[Yapılacaklar]
1. Amasra maden faciası metnine göre savcılık fezlekesi kaç sayfadır?
2. Amasra maden faciası metninde "Amasra Cumhuriyet Savcılığı, 42" ifadesinden "talebi yer almadı." ifadesine kadar olan her şeyi olduğu gibi alıntılayın.

[Kaynaktan Alıntı]

↓↓↓

CHP Bartın Milletvekili Aysu Bankoğlu, Amasra`daki maden faciası yönelik soruşturmada hazırlanan savcılık fezlekesine ilişkin, “Tehlike ortada, kaza geliyorum diyor; buna rağmen gerekli önlemleri almayan amirler ceza alırken onların bu ihmaline göz yuman, yüksek gaz oranlarından haberi olmasına rağmen üretime devam edilmesine ses çıkarmayan, havalandırma sorununu 4 senedir sürüncemeden kurtarmayan genel müdür ve yardımcıları, bakanlık denetçileri soruşturmaya dahil edilmiyor, ifadeye bile çağırılmıyorlar. Bu, korkunç bir eksiklik gerçekten. 4 yıldır havalandırma sorununu çözmeyen, tehlikeli gaz seviyelerine rağmen devam eden üretime ses çıkarmayan, bu müessesenin denetiminden iş yönetimine kadar her bir planlamasından sorumlu olan kim” dedi.
Amasra Cumhuriyet Savcılığı, 42 madencinin hayatını kaybettiği maden faciasına ilişkin fezlekesi 13 Ocak 2023 tarihinde tamamlandı. 23 şüphelinin cezalandırılmasının talep edildiği fezlekede, müessese müdürü Cihat Özdemir, işletme müdürü Selçuk Ekmekci, işletme baş mühendisi Mehmet Tural ve iş sağlığı güvenliği (İSG) ve eğitim başmühendisi ve şube müdürü Volkan Soylu`nun olası kastla öldürme suçundan cezalandırılması talep edilirken TTK Genel Müdürlüğü`nden herhangi birinin cezalandırılması talebi yer almadı.
CHP Bartın Milletvekili Aysu Bankoğlu, bugün yaptığı yazılı açıklamada, 196 sayfalık fezlekede TTK Genel Müdürlüğü yetkilileri, Çalışma ve Sosyal Güvenlik Bakanlığı ve MAPEG denetçileri için herhangi bir ceza talebinde bulunulmamasını hayal kırıklığı olarak nitelendirdi. Bankoğlu, açıklamasında şunları kaydetti:
“SAVCILIK, HAZIRLADIĞI FEZLEKEDE, 8 BAŞLIKTA KUSUR VE EKSİKLİK TESPİT ETMİŞTİR”

↑↑↑

[Kayıtlar]
↓↓↓

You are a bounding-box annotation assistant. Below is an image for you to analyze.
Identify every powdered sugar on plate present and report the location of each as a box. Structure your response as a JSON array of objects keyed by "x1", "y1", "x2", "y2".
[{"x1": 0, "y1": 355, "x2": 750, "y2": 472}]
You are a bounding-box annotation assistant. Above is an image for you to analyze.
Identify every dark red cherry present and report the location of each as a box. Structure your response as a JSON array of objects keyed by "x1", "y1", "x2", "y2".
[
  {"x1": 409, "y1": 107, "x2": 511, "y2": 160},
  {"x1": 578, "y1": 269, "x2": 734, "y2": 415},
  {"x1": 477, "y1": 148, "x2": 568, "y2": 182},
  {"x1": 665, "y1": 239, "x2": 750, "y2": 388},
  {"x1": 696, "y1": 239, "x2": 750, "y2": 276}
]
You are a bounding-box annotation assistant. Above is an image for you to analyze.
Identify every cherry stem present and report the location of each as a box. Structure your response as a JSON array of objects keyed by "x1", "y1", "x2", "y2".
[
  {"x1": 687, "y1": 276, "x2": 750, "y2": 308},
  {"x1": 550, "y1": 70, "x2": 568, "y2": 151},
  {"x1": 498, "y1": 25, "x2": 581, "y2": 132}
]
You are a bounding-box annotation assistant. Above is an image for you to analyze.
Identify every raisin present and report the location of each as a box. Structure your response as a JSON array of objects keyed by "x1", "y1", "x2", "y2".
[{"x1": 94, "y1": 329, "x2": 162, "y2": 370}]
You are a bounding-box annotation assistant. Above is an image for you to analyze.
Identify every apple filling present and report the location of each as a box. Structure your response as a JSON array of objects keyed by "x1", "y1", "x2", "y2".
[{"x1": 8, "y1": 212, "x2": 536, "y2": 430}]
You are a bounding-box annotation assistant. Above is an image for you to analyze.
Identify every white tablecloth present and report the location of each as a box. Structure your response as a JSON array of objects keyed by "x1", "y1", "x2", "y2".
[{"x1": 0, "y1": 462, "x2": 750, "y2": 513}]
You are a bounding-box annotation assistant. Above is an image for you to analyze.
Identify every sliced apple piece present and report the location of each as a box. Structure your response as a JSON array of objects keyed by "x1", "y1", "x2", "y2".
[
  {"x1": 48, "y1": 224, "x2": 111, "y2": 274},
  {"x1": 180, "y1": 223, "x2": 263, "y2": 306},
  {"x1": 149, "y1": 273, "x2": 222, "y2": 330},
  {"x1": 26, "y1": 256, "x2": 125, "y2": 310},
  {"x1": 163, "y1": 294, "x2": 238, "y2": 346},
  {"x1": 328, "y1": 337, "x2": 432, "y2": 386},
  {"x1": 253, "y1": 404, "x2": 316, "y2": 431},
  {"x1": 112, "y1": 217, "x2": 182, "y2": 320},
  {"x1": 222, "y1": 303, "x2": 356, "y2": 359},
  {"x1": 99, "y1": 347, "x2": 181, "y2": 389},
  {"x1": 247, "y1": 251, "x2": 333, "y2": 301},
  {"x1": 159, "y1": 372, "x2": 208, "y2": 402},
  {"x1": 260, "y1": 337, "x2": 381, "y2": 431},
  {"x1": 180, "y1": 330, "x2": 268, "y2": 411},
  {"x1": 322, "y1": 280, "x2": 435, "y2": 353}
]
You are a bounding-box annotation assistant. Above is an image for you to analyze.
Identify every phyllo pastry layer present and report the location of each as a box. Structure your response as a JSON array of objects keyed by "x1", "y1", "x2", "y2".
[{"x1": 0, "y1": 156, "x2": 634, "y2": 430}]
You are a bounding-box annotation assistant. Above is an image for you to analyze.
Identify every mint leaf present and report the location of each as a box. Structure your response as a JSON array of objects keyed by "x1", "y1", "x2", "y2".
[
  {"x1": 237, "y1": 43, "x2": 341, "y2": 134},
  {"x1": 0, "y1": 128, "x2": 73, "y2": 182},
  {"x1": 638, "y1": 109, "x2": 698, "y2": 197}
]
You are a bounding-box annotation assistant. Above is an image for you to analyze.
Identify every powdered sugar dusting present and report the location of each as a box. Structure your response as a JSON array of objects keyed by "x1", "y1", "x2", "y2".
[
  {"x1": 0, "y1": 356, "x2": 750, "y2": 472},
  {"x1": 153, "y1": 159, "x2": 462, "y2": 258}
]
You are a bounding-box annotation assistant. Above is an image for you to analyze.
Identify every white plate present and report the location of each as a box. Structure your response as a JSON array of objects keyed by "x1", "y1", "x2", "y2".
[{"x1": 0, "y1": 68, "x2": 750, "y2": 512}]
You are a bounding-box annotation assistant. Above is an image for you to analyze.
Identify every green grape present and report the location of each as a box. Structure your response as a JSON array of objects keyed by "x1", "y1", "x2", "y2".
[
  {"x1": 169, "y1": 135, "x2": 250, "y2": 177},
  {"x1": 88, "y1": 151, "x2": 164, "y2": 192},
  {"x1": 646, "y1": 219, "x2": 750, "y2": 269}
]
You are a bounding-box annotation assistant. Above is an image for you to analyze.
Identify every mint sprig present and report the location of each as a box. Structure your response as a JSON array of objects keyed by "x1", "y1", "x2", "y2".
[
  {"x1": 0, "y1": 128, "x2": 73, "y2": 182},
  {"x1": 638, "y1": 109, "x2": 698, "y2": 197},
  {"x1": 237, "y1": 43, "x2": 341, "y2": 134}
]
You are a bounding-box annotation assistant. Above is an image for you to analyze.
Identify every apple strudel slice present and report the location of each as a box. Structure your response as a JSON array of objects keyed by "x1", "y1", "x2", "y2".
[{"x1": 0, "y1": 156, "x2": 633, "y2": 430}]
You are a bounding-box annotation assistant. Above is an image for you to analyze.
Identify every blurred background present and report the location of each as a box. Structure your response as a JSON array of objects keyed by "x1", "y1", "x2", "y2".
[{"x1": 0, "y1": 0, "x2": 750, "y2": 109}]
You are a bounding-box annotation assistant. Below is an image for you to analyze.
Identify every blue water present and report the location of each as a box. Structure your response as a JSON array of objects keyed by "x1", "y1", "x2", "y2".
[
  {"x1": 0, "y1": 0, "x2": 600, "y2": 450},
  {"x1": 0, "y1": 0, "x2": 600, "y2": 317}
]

↑↑↑

[Verilen Yanıtlar]
1. 196 sayfa.

2.
Amasra Cumhuriyet Savcılığı, 42 madencinin hayatını kaybettiği maden faciasına ilişkin fezlekesi 13 Ocak 2023 tarihinde tamamlandı. 23 şüphelinin cezalandırılmasının talep edildiği fezlekede, müessese müdürü Cihat Özdemir, işletme müdürü Selçuk Ekmekci, işletme baş mühendisi Mehmet Tural ve iş sağlığı güvenliği (İSG) ve eğitim başmühendisi ve şube müdürü Volkan Soylu`nun olası kastla öldürme suçundan cezalandırılması talep edilirken TTK Genel Müdürlüğü`nden herhangi birinin cezalandırılması talebi yer almadı.